SUPPLIED DATA: Begin

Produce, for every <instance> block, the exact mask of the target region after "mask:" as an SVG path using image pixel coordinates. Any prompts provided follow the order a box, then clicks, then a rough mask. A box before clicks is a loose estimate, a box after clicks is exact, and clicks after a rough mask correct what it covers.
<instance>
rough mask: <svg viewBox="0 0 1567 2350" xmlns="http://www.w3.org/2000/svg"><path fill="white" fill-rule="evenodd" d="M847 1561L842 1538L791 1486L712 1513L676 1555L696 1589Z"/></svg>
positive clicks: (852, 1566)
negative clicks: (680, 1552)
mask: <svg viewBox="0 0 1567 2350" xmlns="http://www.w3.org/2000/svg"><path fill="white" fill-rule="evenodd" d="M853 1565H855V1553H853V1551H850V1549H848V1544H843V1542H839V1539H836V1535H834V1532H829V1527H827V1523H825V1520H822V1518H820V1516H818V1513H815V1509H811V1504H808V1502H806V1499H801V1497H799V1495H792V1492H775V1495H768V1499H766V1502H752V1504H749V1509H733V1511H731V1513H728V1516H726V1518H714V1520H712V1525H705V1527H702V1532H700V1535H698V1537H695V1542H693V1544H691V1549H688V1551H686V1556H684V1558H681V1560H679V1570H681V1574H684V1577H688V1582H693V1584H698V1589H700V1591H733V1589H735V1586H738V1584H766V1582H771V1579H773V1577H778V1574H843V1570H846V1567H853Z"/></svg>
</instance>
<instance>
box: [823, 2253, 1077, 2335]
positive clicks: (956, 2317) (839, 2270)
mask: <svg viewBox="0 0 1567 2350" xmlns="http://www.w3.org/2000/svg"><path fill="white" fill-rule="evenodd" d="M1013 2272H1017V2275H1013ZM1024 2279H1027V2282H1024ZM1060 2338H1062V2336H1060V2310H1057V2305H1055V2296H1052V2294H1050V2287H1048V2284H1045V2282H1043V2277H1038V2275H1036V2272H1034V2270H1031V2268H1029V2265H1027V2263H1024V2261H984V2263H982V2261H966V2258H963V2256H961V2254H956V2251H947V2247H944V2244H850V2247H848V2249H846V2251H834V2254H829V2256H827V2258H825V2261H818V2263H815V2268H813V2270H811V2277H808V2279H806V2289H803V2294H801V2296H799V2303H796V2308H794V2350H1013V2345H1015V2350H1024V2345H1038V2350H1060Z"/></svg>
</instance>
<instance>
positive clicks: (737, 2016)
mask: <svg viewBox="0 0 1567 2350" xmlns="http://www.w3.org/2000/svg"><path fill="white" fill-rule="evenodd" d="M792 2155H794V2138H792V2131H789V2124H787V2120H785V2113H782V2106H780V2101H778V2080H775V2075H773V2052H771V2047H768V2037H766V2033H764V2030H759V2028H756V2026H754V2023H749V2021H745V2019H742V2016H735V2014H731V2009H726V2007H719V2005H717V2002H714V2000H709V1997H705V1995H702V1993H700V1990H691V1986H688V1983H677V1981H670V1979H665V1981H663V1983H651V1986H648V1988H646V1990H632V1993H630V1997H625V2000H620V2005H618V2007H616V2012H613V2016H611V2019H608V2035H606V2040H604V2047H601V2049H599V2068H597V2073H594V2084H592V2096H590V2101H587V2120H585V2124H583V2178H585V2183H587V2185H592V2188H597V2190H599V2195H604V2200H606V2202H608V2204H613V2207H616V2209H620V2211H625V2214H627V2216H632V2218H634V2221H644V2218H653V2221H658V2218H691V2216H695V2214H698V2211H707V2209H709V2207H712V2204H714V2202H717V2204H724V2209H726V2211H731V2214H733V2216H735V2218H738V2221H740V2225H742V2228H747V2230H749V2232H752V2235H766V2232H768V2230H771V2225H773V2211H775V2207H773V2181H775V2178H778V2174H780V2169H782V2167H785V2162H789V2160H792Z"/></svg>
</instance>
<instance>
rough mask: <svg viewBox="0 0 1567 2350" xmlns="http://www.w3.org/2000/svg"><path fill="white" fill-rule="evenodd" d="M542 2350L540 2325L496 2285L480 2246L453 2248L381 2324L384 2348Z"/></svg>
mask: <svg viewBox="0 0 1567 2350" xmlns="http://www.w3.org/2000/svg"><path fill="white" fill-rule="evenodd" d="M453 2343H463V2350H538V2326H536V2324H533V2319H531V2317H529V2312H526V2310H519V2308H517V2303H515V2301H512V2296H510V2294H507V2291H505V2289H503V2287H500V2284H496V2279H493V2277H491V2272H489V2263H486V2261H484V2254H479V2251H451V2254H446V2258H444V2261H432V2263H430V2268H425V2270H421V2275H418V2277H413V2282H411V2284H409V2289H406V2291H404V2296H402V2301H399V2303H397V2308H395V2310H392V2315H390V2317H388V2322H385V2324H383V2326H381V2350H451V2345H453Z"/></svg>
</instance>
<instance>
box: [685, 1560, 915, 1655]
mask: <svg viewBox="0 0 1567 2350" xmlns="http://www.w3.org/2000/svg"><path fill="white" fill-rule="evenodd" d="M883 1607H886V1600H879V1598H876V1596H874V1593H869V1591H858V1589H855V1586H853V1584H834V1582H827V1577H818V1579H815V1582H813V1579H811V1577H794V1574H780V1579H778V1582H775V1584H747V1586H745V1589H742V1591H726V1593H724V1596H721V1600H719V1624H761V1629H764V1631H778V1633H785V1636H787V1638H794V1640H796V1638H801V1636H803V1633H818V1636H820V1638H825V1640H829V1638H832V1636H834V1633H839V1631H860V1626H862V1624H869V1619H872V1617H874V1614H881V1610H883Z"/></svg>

SUPPLIED DATA: End

TASK PROMPT
Transcribe each entry above exactly as it reads.

SOLUTION TO THE PROBLEM
Produce, for every <instance> block, the exact mask of the target region after "mask:" as an SVG path using image pixel coordinates. Any prompts provided follow the order a box, then clicks, then a rough mask. A box before clicks is a loose estimate, a box after clicks is exact, and clicks after a rough mask correct what it covers.
<instance>
rough mask: <svg viewBox="0 0 1567 2350" xmlns="http://www.w3.org/2000/svg"><path fill="white" fill-rule="evenodd" d="M847 1561L842 1538L791 1486L712 1513L676 1555L696 1589Z"/></svg>
positive clicks: (852, 1566)
negative clicks: (680, 1552)
mask: <svg viewBox="0 0 1567 2350" xmlns="http://www.w3.org/2000/svg"><path fill="white" fill-rule="evenodd" d="M853 1565H855V1553H853V1551H850V1549H848V1544H843V1542H839V1539H836V1535H834V1532H829V1527H827V1523H825V1520H822V1518H820V1516H818V1513H815V1509H811V1504H808V1502H806V1499H801V1497H799V1495H792V1492H775V1495H768V1499H766V1502H752V1504H749V1509H733V1511H731V1513H728V1516H726V1518H714V1520H712V1525H705V1527H702V1532H700V1535H698V1537H695V1542H693V1544H691V1549H688V1551H686V1556H684V1558H681V1560H679V1570H681V1574H684V1577H688V1582H693V1584H698V1589H700V1591H733V1589H735V1586H738V1584H766V1582H771V1579H773V1577H778V1574H843V1570H846V1567H853Z"/></svg>
</instance>
<instance>
box: [823, 2253, 1077, 2335]
positive clicks: (956, 2317) (839, 2270)
mask: <svg viewBox="0 0 1567 2350" xmlns="http://www.w3.org/2000/svg"><path fill="white" fill-rule="evenodd" d="M1013 2272H1017V2275H1013ZM1024 2279H1027V2282H1024ZM1060 2338H1062V2336H1060V2310H1057V2305H1055V2296H1052V2294H1050V2287H1048V2284H1045V2282H1043V2277H1038V2275H1036V2272H1034V2270H1031V2268H1029V2265H1027V2263H1024V2261H984V2263H982V2261H966V2258H963V2256H961V2254H956V2251H947V2247H944V2244H850V2247H848V2249H846V2251H834V2254H829V2256H827V2258H825V2261H818V2263H815V2268H813V2270H811V2277H808V2279H806V2289H803V2294H801V2296H799V2303H796V2308H794V2350H1013V2345H1015V2350H1024V2345H1038V2350H1060Z"/></svg>
</instance>
<instance>
positive clicks: (737, 2016)
mask: <svg viewBox="0 0 1567 2350" xmlns="http://www.w3.org/2000/svg"><path fill="white" fill-rule="evenodd" d="M792 2155H794V2138H792V2131H789V2124H787V2120H785V2113H782V2106H780V2101H778V2080H775V2075H773V2052H771V2047H768V2037H766V2033H764V2030H759V2028H756V2026H754V2023H749V2021H745V2019H742V2016H735V2014H731V2009H726V2007H719V2005H717V2002H714V2000H709V1997H705V1995H702V1993H700V1990H691V1986H688V1983H677V1981H670V1979H665V1981H663V1983H651V1986H648V1988H646V1990H632V1993H630V1997H625V2000H620V2005H618V2007H616V2012H613V2016H611V2019H608V2035H606V2040H604V2047H601V2049H599V2068H597V2073H594V2084H592V2096H590V2101H587V2120H585V2124H583V2178H585V2183H587V2185H592V2188H597V2190H599V2195H604V2200H606V2202H608V2204H613V2207H616V2209H620V2211H625V2214H627V2216H632V2218H634V2221H644V2218H653V2221H658V2218H691V2216H695V2214H698V2211H707V2209H709V2207H712V2204H714V2202H717V2204H724V2209H726V2211H731V2214H733V2216H735V2218H738V2221H740V2225H742V2228H747V2230H749V2232H752V2235H766V2232H768V2230H771V2225H773V2211H775V2207H773V2181H775V2178H778V2174H780V2169H782V2167H785V2162H789V2160H792Z"/></svg>
</instance>
<instance>
rough mask: <svg viewBox="0 0 1567 2350" xmlns="http://www.w3.org/2000/svg"><path fill="white" fill-rule="evenodd" d="M542 2350L540 2325L496 2285L480 2246L453 2248L381 2324L384 2348Z"/></svg>
mask: <svg viewBox="0 0 1567 2350" xmlns="http://www.w3.org/2000/svg"><path fill="white" fill-rule="evenodd" d="M453 2343H463V2350H538V2326H536V2324H533V2319H531V2317H529V2312H526V2310H519V2308H517V2303H515V2301H512V2296H510V2294H507V2291H505V2289H503V2287H500V2284H496V2279H493V2277H491V2272H489V2263H486V2261H484V2254H479V2251H451V2254H446V2258H444V2261H432V2263H430V2268H425V2270H421V2275H418V2277H413V2282H411V2284H409V2289H406V2291H404V2296H402V2301H399V2303H397V2308H395V2310H392V2315H390V2317H388V2322H385V2324H383V2326H381V2350H451V2345H453Z"/></svg>
</instance>
<instance>
box: [685, 1560, 915, 1655]
mask: <svg viewBox="0 0 1567 2350" xmlns="http://www.w3.org/2000/svg"><path fill="white" fill-rule="evenodd" d="M883 1607H886V1600H879V1598H876V1596H874V1593H869V1591H858V1589H855V1586H853V1584H834V1582H827V1577H818V1579H815V1582H813V1579H811V1577H794V1574H780V1579H778V1582H775V1584H747V1586H745V1589H742V1591H726V1593H724V1596H721V1600H719V1624H761V1629H764V1631H778V1633H785V1636H787V1638H794V1640H796V1638H801V1636H803V1633H818V1636H820V1638H825V1640H829V1638H832V1636H834V1633H839V1631H860V1626H862V1624H869V1619H872V1617H874V1614H881V1610H883Z"/></svg>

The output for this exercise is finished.